> **WHAT IS EXPECTED**
Lay out the records from their first line through the line containing "100L844 107L856 116L860", inclusive, as a Markdown table with the columns Row and Line. Leave out any blank lines.

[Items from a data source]
======
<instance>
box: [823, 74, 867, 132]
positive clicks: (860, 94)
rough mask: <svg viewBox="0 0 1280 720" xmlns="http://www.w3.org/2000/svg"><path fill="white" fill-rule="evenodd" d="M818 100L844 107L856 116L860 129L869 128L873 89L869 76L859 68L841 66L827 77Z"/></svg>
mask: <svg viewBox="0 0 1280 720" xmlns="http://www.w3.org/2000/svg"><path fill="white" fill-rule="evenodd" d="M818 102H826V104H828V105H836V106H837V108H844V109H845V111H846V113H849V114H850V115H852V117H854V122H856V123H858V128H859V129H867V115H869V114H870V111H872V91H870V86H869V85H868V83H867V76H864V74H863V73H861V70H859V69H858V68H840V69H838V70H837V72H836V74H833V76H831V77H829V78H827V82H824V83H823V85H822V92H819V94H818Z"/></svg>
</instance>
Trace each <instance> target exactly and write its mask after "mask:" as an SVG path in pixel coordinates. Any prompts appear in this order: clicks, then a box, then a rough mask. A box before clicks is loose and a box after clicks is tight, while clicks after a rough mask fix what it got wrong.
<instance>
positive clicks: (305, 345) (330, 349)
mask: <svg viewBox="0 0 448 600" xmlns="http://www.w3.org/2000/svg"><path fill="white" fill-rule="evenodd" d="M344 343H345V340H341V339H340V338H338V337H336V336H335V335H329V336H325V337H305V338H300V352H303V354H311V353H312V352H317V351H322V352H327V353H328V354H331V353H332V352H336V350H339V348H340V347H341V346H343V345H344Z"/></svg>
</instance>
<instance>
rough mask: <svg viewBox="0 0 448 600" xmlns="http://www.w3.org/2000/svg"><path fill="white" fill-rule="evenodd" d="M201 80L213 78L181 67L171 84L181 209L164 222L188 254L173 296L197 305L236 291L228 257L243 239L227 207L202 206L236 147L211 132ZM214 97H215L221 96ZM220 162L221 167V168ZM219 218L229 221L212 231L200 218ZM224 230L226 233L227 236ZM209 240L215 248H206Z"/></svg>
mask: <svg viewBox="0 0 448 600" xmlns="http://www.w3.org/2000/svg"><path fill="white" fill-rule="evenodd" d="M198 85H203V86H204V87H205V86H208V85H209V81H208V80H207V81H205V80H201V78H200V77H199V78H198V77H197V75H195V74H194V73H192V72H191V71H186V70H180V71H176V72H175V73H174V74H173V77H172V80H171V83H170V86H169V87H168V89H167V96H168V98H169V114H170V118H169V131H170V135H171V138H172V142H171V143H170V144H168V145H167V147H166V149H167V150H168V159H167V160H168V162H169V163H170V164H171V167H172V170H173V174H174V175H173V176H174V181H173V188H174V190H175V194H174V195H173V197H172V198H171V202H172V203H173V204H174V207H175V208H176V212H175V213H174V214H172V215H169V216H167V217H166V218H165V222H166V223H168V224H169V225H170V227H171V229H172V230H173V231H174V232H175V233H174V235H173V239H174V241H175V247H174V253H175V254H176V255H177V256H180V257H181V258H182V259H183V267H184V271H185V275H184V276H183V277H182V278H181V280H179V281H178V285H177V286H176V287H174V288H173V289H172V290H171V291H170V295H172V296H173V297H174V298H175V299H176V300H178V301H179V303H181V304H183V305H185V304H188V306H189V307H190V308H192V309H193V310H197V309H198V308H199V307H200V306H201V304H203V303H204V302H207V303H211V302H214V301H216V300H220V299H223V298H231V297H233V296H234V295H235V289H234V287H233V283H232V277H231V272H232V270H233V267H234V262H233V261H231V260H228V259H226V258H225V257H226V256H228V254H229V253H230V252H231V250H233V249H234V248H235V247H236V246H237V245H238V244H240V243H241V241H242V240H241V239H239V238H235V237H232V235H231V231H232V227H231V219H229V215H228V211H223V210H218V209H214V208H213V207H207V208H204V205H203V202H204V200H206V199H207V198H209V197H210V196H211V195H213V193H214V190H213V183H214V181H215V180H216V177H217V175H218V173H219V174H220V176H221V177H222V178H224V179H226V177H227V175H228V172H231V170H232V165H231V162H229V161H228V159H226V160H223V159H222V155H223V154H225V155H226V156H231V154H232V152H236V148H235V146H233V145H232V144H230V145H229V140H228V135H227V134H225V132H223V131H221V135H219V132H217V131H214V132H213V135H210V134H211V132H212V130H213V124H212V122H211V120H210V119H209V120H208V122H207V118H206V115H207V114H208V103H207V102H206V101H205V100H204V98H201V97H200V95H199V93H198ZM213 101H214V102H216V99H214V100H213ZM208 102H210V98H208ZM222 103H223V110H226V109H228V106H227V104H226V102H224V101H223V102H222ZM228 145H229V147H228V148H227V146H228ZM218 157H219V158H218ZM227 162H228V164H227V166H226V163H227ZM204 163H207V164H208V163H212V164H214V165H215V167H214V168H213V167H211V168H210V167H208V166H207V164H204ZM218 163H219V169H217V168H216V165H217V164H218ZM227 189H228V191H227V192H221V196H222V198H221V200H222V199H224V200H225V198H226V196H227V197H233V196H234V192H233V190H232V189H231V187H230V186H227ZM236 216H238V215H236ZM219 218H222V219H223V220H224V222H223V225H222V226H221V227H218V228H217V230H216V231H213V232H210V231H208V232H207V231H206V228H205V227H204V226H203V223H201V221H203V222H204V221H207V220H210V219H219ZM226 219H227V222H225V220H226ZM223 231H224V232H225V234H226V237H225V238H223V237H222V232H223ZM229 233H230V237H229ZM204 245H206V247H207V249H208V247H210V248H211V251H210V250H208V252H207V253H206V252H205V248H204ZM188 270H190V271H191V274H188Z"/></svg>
======
> **FINAL ANSWER**
| Row | Line |
|---|---|
| 1 | <instance> |
| 2 | box: [823, 74, 867, 132] |
| 3 | positive clicks: (860, 94) |
| 4 | rough mask: <svg viewBox="0 0 1280 720" xmlns="http://www.w3.org/2000/svg"><path fill="white" fill-rule="evenodd" d="M818 100L844 107L856 116L860 129L869 128L873 89L869 76L859 68L841 66L827 77Z"/></svg> |